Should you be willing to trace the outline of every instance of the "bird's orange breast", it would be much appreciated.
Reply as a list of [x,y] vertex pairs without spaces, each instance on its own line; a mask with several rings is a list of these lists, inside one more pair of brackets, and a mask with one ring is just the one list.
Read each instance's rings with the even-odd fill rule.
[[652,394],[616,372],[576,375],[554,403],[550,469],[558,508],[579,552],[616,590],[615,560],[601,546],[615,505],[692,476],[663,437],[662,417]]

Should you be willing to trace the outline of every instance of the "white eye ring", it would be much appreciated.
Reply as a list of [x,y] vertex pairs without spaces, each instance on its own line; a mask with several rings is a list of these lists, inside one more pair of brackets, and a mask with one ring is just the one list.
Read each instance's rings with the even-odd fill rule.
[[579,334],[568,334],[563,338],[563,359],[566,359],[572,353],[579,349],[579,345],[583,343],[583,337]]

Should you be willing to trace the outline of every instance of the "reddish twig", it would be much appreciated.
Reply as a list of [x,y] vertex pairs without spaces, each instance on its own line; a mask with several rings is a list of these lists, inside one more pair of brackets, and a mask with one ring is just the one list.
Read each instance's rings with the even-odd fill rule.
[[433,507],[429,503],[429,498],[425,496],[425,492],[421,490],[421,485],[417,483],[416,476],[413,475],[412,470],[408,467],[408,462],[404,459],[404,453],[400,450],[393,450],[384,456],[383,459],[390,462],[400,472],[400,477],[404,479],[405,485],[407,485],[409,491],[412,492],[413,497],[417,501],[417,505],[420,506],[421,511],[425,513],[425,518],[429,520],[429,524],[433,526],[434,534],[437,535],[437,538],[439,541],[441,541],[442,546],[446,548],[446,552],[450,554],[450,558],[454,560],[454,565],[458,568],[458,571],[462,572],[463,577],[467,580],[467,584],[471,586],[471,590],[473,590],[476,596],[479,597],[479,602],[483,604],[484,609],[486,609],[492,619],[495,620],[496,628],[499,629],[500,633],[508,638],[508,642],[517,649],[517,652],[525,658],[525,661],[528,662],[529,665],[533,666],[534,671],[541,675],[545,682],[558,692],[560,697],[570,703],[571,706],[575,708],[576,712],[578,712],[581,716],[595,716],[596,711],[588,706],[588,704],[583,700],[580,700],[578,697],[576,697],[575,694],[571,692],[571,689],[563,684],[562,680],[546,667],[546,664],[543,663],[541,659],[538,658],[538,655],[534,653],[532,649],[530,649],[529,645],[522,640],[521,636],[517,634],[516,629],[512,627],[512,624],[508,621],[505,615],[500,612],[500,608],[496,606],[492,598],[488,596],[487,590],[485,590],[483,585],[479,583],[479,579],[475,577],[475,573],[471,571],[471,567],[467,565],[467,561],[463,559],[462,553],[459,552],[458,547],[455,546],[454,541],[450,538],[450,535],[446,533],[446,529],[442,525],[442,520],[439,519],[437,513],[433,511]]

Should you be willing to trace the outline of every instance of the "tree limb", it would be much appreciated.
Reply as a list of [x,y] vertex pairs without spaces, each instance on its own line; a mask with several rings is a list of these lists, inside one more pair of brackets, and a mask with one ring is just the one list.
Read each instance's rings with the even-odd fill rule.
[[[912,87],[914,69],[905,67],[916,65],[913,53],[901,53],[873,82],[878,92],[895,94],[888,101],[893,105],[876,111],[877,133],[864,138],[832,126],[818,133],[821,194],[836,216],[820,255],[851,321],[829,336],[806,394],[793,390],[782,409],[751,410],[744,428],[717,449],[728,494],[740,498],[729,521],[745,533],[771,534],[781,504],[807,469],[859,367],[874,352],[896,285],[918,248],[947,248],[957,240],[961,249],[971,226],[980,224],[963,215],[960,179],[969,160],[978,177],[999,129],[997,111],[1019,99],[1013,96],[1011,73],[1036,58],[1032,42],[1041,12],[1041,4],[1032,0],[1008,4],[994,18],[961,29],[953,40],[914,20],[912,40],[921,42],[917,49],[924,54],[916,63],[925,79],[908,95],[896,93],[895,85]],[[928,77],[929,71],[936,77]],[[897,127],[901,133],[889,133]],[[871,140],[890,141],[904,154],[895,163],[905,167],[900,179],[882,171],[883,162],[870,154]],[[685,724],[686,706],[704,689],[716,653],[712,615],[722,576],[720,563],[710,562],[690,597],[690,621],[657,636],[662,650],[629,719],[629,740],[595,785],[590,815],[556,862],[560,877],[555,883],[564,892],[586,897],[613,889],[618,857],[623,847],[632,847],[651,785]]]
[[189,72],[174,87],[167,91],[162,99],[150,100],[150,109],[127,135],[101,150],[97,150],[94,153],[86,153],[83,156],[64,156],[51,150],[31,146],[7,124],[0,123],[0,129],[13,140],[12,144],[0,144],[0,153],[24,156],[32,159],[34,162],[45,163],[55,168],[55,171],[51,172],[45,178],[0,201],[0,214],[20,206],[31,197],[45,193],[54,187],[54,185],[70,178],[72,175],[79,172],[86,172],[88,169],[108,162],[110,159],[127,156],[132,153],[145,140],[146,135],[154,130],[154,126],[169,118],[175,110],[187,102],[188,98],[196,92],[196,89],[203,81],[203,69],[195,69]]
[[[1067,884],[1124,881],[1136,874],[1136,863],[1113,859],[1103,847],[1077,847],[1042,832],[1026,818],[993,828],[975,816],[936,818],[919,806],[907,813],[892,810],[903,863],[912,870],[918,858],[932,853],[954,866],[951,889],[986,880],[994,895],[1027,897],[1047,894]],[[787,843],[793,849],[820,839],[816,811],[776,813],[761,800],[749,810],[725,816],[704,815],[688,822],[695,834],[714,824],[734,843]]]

..........

# [WHAT YOU WILL DO]
Set down the data exactly.

# [RESPONSE BOX]
Should you be willing to trace the outline of every instance of the "bird's orange breast", it would be much appreciated.
Reply as a list of [x,y] vertex pairs without spaces, each instance on its own line; a mask with several rings is a list of these lists, inside one more pair of brackets, and a mask with one ring is just the one list.
Read each instance's rings with the even-odd fill rule.
[[652,394],[616,372],[576,375],[554,403],[550,469],[558,508],[579,552],[616,590],[615,560],[601,546],[615,505],[692,476],[663,437],[662,417]]

Should you be willing to trace the outline of every instance of the "white eye ring", it would be much appreciated.
Reply as a list of [x,y] vertex pairs without spaces, each instance on its own line; a mask with several rings is a list of these lists, inside one more pair of brackets, and a mask with one ring is just the one list.
Read each instance's rings with the even-odd fill rule.
[[579,334],[568,334],[563,338],[563,359],[566,359],[572,353],[579,349],[579,345],[583,343],[583,337]]

Should you be willing to trace the outline of every instance of the "reddish twig", it would be much appreciated.
Reply as a list of [x,y] vertex pairs without spaces, each instance on its own line; a mask with several rings is a list of these lists, inside one more pair of brackets, and a mask with one ring is just the one list.
Read each instance's rings with the even-odd fill rule.
[[433,507],[429,503],[429,498],[425,496],[425,492],[421,490],[421,485],[417,483],[416,476],[413,475],[412,470],[408,467],[408,462],[404,459],[404,453],[400,450],[393,450],[384,456],[383,459],[390,462],[400,472],[400,477],[404,479],[405,485],[407,485],[409,491],[412,492],[413,497],[417,501],[417,505],[420,506],[421,511],[425,513],[425,518],[429,520],[429,524],[433,526],[434,534],[437,535],[437,538],[439,541],[441,541],[442,546],[446,548],[446,552],[450,554],[450,558],[454,560],[454,565],[458,568],[458,571],[462,572],[463,577],[467,580],[467,584],[471,586],[471,590],[473,590],[476,596],[479,597],[479,602],[483,604],[484,609],[486,609],[492,619],[495,620],[496,628],[499,629],[500,633],[508,638],[508,642],[517,649],[517,652],[525,658],[525,661],[528,662],[529,665],[533,666],[534,671],[541,675],[545,682],[558,692],[560,697],[570,703],[571,706],[575,708],[576,712],[578,712],[581,716],[595,716],[596,711],[588,706],[588,704],[583,700],[580,700],[578,697],[576,697],[575,694],[571,692],[571,689],[563,684],[562,680],[546,667],[546,664],[543,663],[541,659],[538,658],[538,655],[534,653],[532,649],[530,649],[529,645],[522,640],[521,636],[517,634],[516,629],[512,627],[512,624],[508,621],[505,615],[500,612],[500,608],[496,606],[492,598],[488,596],[487,590],[485,590],[483,585],[479,583],[479,579],[475,577],[475,573],[471,571],[471,567],[467,565],[467,561],[463,559],[462,553],[459,552],[458,547],[455,546],[454,541],[450,538],[450,535],[446,533],[446,529],[442,525],[442,520],[439,519],[437,513],[433,511]]

Should you be willing to trace the outline of every instance of the "tree limb", it would be much appreciated.
Reply as a list of [x,y] vertex pairs without spaces, each instance on its own line; a mask with several rings is a list of these lists, inside one more pair of brackets, and a mask with one ring is just the one list.
Read each instance's rings with the even-odd fill rule.
[[[912,87],[914,69],[905,67],[916,65],[913,53],[901,53],[873,82],[878,92],[895,94],[888,101],[893,105],[876,111],[877,133],[864,138],[832,126],[818,133],[821,194],[836,216],[820,255],[851,321],[829,336],[806,394],[793,390],[782,409],[751,410],[744,428],[717,449],[728,494],[740,498],[729,521],[745,533],[771,534],[781,504],[807,469],[859,367],[874,352],[896,285],[918,248],[947,248],[957,240],[961,249],[971,226],[980,224],[963,215],[960,179],[969,160],[978,177],[999,129],[997,111],[1019,99],[1013,96],[1011,73],[1036,58],[1032,42],[1041,12],[1041,4],[1032,0],[1008,4],[994,18],[961,29],[953,40],[914,20],[912,40],[921,42],[917,49],[924,54],[916,63],[925,79],[908,95],[896,93],[895,85]],[[928,77],[929,71],[936,77]],[[897,127],[901,133],[889,133]],[[871,140],[890,141],[904,154],[895,163],[905,167],[900,179],[882,171],[883,162],[870,154]],[[685,724],[686,706],[704,689],[716,653],[712,615],[722,576],[720,563],[710,562],[690,597],[690,621],[657,636],[662,650],[629,719],[629,740],[595,785],[590,815],[556,862],[560,877],[555,883],[564,892],[586,897],[613,889],[618,857],[623,847],[632,847],[651,785]]]
[[189,72],[174,87],[167,91],[162,99],[150,100],[150,109],[127,135],[101,150],[97,150],[94,153],[86,153],[83,156],[64,156],[51,150],[31,146],[7,124],[0,123],[0,129],[13,140],[12,144],[0,144],[0,153],[24,156],[32,159],[34,162],[45,163],[55,168],[55,171],[51,172],[45,178],[0,201],[0,214],[20,206],[31,197],[45,193],[54,187],[54,185],[70,178],[72,175],[79,172],[86,172],[88,169],[108,162],[110,159],[127,156],[132,153],[145,140],[146,135],[154,130],[154,126],[169,118],[175,110],[187,102],[188,98],[196,92],[196,89],[203,81],[203,69],[195,69]]
[[[1067,884],[1124,881],[1136,874],[1136,863],[1113,859],[1103,847],[1077,847],[1042,832],[1026,818],[993,828],[975,816],[936,818],[919,806],[907,813],[892,810],[903,863],[912,870],[918,858],[932,853],[954,866],[951,889],[986,880],[994,895],[1027,897],[1047,894]],[[787,843],[793,849],[820,839],[816,811],[776,813],[761,800],[749,810],[725,816],[704,815],[688,822],[695,834],[714,824],[734,843]]]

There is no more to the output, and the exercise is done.